The lower-case and upper-case alphabetic ranges don't cross a %32
"alignment" boundary in the ASCII coding system.
This is why bit 0x20
is the only difference between the upper/lower case versions of the same letter.
If this wasn't the case, you'd need to add or subtract 0x20
, not just toggle, and for some letters there would be carry-out to flip other higher bits. (And there wouldn't be a single operation that could toggle, and checking for alphabetic characters in the first place would be harder because you couldn't |= 0x20 to force lcase.)
Related ASCII-only tricks: you can check for an alphabetic ASCII character by forcing lowercase with c |= 0x20
and then checking if (unsigned) c - 'a' <= ('z'-'a')
. So just 3 operations: OR + SUB + CMP against a constant 25. Of course, compilers know how to optimize (c>='a' && c<='z')
into asm like this for you, so at most you should do the c|=0x20
part yourself. It's rather inconvenient to do all the necessary casting yourself, especially to work around default integer promotions to signed int
.

▶ _WRITTEN TASKS_
a. What operations does the ASCII case-bit explanation name for checking whether a character is alphabetic? List all of them.
b. Answer these questions from the ASCII case-bit explanation:
(i) Which bit is the only difference between the upper- and lower-case versions of the same letter?
(ii) What constant is the CMP compared against?
(iii) What expression do compilers know how to optimize into the same kind of asm?
c. Can you continue the ASCII case-bit explanation from where it stops?

▶ _RAW DATA_
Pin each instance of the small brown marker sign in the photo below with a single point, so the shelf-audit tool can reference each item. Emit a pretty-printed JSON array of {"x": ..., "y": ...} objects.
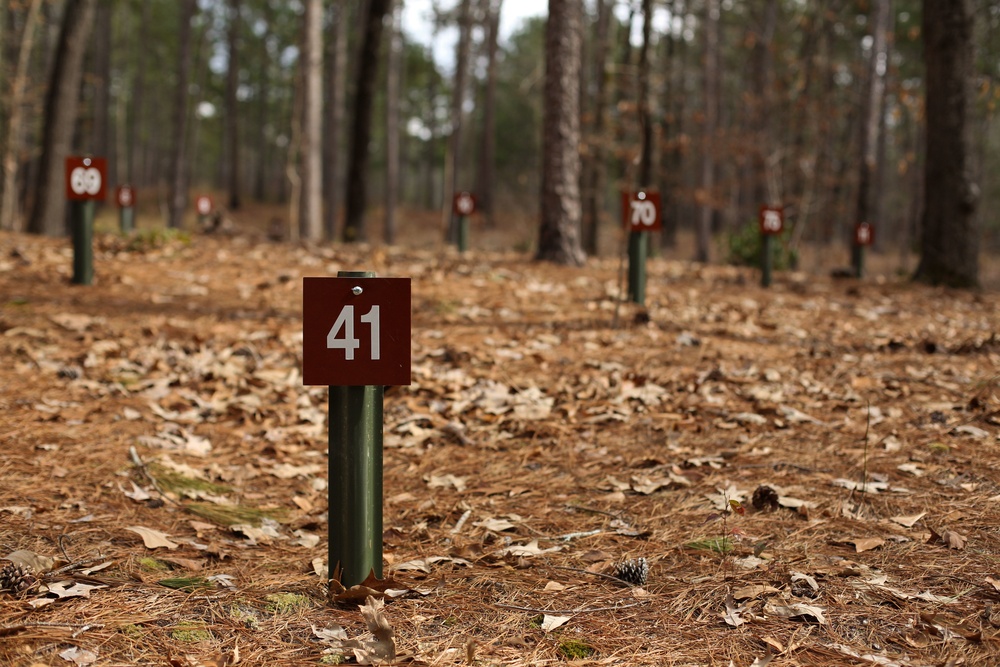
[
  {"x": 125, "y": 196},
  {"x": 355, "y": 331},
  {"x": 85, "y": 178},
  {"x": 464, "y": 203},
  {"x": 641, "y": 211},
  {"x": 772, "y": 220}
]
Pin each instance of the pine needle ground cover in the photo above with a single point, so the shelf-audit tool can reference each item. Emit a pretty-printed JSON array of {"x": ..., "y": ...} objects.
[{"x": 805, "y": 475}]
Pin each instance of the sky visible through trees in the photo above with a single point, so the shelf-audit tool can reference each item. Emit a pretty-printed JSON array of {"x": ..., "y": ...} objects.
[{"x": 814, "y": 105}]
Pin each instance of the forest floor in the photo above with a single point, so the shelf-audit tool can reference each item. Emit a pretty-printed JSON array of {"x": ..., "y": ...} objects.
[{"x": 810, "y": 470}]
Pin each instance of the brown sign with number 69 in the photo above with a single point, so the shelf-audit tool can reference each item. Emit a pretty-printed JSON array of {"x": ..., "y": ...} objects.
[
  {"x": 641, "y": 211},
  {"x": 355, "y": 331},
  {"x": 864, "y": 234},
  {"x": 772, "y": 220}
]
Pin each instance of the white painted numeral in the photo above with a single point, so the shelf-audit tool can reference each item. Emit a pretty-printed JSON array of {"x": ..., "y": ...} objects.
[
  {"x": 643, "y": 212},
  {"x": 341, "y": 334},
  {"x": 371, "y": 319}
]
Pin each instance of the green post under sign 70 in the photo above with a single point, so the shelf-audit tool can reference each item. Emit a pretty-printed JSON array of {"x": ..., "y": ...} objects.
[{"x": 356, "y": 331}]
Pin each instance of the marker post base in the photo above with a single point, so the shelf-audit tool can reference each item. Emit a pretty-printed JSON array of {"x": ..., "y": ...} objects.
[
  {"x": 463, "y": 233},
  {"x": 858, "y": 260},
  {"x": 126, "y": 218},
  {"x": 766, "y": 259},
  {"x": 638, "y": 248},
  {"x": 355, "y": 483},
  {"x": 82, "y": 224},
  {"x": 354, "y": 509}
]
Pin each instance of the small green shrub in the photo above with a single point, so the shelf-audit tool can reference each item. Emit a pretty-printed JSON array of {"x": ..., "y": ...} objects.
[
  {"x": 744, "y": 247},
  {"x": 575, "y": 650}
]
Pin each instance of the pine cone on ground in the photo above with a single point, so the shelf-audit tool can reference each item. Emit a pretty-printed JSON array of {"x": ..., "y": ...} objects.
[
  {"x": 633, "y": 572},
  {"x": 16, "y": 578}
]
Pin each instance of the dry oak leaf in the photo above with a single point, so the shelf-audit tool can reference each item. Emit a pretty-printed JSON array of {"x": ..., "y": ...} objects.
[{"x": 153, "y": 539}]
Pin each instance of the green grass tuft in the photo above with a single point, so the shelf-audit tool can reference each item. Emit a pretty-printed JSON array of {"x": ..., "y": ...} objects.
[
  {"x": 575, "y": 650},
  {"x": 287, "y": 603},
  {"x": 721, "y": 545},
  {"x": 228, "y": 515}
]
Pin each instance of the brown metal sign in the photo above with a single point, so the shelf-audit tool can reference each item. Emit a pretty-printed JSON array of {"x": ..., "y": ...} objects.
[
  {"x": 641, "y": 211},
  {"x": 864, "y": 234},
  {"x": 355, "y": 331},
  {"x": 85, "y": 178}
]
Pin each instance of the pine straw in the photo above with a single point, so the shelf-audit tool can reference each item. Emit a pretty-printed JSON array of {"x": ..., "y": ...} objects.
[{"x": 549, "y": 477}]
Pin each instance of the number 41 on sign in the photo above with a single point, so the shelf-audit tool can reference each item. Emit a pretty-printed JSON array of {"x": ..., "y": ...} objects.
[{"x": 356, "y": 331}]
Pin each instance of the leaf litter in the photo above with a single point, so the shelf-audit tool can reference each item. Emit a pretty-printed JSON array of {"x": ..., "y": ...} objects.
[{"x": 531, "y": 418}]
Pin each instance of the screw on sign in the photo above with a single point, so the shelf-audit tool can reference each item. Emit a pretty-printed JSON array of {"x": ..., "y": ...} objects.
[
  {"x": 864, "y": 234},
  {"x": 641, "y": 211},
  {"x": 85, "y": 178},
  {"x": 772, "y": 220},
  {"x": 465, "y": 203}
]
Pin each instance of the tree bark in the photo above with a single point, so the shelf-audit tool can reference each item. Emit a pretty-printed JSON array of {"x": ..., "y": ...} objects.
[
  {"x": 950, "y": 236},
  {"x": 871, "y": 114},
  {"x": 357, "y": 172},
  {"x": 10, "y": 208},
  {"x": 232, "y": 152},
  {"x": 645, "y": 179},
  {"x": 457, "y": 113},
  {"x": 179, "y": 168},
  {"x": 559, "y": 231},
  {"x": 703, "y": 235},
  {"x": 100, "y": 144},
  {"x": 48, "y": 214},
  {"x": 310, "y": 220},
  {"x": 336, "y": 100},
  {"x": 594, "y": 165},
  {"x": 136, "y": 174},
  {"x": 393, "y": 72},
  {"x": 486, "y": 174}
]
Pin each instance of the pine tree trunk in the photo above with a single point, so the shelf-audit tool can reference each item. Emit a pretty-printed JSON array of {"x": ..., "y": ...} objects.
[
  {"x": 336, "y": 100},
  {"x": 136, "y": 173},
  {"x": 232, "y": 153},
  {"x": 10, "y": 208},
  {"x": 871, "y": 114},
  {"x": 703, "y": 232},
  {"x": 357, "y": 171},
  {"x": 100, "y": 144},
  {"x": 310, "y": 220},
  {"x": 950, "y": 236},
  {"x": 645, "y": 179},
  {"x": 486, "y": 174},
  {"x": 393, "y": 71},
  {"x": 48, "y": 214},
  {"x": 594, "y": 165},
  {"x": 559, "y": 231},
  {"x": 457, "y": 113},
  {"x": 179, "y": 167}
]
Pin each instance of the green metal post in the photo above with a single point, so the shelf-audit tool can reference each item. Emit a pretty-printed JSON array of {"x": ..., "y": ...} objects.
[
  {"x": 638, "y": 248},
  {"x": 858, "y": 260},
  {"x": 766, "y": 259},
  {"x": 355, "y": 478},
  {"x": 463, "y": 233},
  {"x": 82, "y": 227},
  {"x": 126, "y": 218}
]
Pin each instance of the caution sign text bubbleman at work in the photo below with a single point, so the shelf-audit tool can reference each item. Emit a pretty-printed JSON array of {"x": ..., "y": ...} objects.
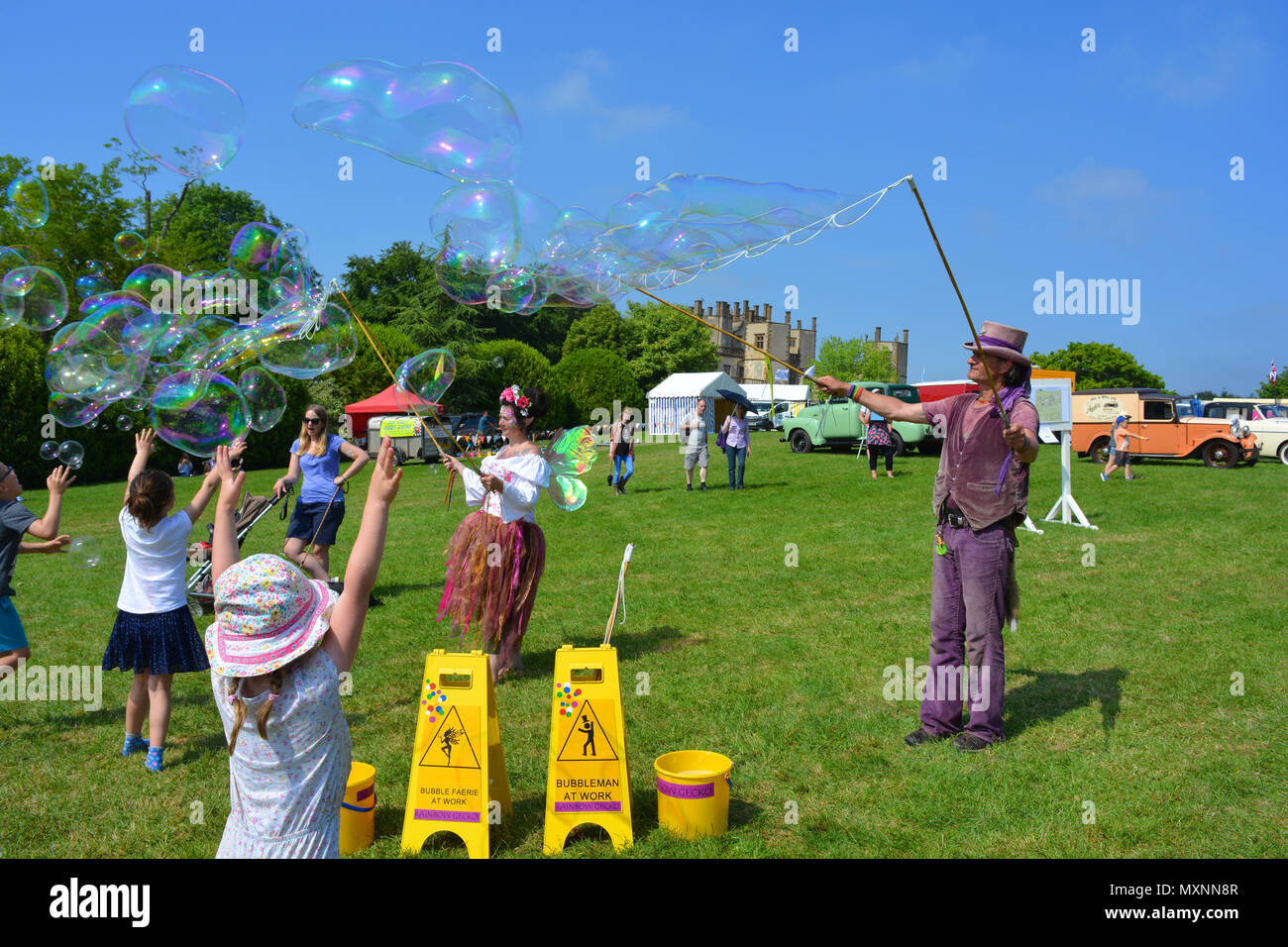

▶ _RESULTS BY TASK_
a. OR, SUB, CMP

b.
(i) 0x20
(ii) 25
(iii) (c>='a' && c<='z')

c.
unsigned char lcase = y|0x20;
if (lcase - 'a' <= (unsigned)('z'-'a')) { // lcase-'a' will wrap for characters below 'a'
// c is alphabetic ASCII
}
// else it's not
Or to put it another way:
unsigned char lcase = y|0x20;
unsigned char alphabet_idx = lcase - 'a'; // 0-index position in the alphabet
bool alpha = alphabet_idx <= (unsigned)('z'-'a');
See also Convert a String In C++ To Upper Case (SIMD string toupper
for ASCII only, masking the operand for XOR using that check.)
And also How to access a char array and change lower case letters to upper case, and vice versa
(C with SIMD intrinsics, and scalar x86 asm case-flip for alphabetic ASCII characters, leaving others unmodified.)
These tricks are mostly only useful if hand-optimizing some text-processing with SIMD (e.g. SSE2 or NEON), after checking that none of the char
s in a vector have their high bit set. (And thus none of the bytes are part of a multi-byte UTF-8 encoding for a single character, which might have different upper/lower-case inverses). If you find any, you can fall back to scalar for this chunk of 16 bytes, or for the rest of the string.
There are even some locales where toupper()
or tolower()
on some characters in the ASCII range produce characters outside that range, notably Turkish where I ↔ ı and İ ↔ i. In those locales, you'd need a more sophisticated check, or probably not trying to use this optimization at all.
But in some cases, you're allowed to assume ASCII instead of UTF-8, e.g. Unix utilities with LANG=C
(the POSIX locale), not en_CA.UTF-8
or whatever.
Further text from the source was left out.